*** Opening of Record extracts ***

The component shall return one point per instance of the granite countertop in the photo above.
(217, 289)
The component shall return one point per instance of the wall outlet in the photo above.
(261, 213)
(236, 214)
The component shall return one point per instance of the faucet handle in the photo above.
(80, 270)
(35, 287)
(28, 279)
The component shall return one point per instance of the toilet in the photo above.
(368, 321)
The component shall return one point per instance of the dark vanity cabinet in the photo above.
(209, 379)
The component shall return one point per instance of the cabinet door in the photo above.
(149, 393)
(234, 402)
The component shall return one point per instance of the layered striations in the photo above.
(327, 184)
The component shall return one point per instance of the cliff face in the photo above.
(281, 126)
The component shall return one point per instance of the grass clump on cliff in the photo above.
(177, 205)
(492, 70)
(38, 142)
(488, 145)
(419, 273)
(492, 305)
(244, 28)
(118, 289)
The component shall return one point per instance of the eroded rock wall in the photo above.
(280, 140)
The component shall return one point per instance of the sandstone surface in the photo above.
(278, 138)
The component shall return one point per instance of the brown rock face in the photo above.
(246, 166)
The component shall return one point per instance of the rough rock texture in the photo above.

*** Close of Record extracts ***

§ What you need to do: What you give back should be exactly the lines of the entries above from the one containing "The component shall return one point per instance of the eroded" to the end, and nothing more.

§ Result:
The component shall return one point per instance of the eroded rock wall in the photo above.
(280, 140)
The component shall return one point per instance of the sandstone surface in the photo above.
(278, 138)
The component shall return one point per instance of the brown rock face in the photo above.
(246, 166)
The component shall return one point per instance of the rough rock texture in the photo above.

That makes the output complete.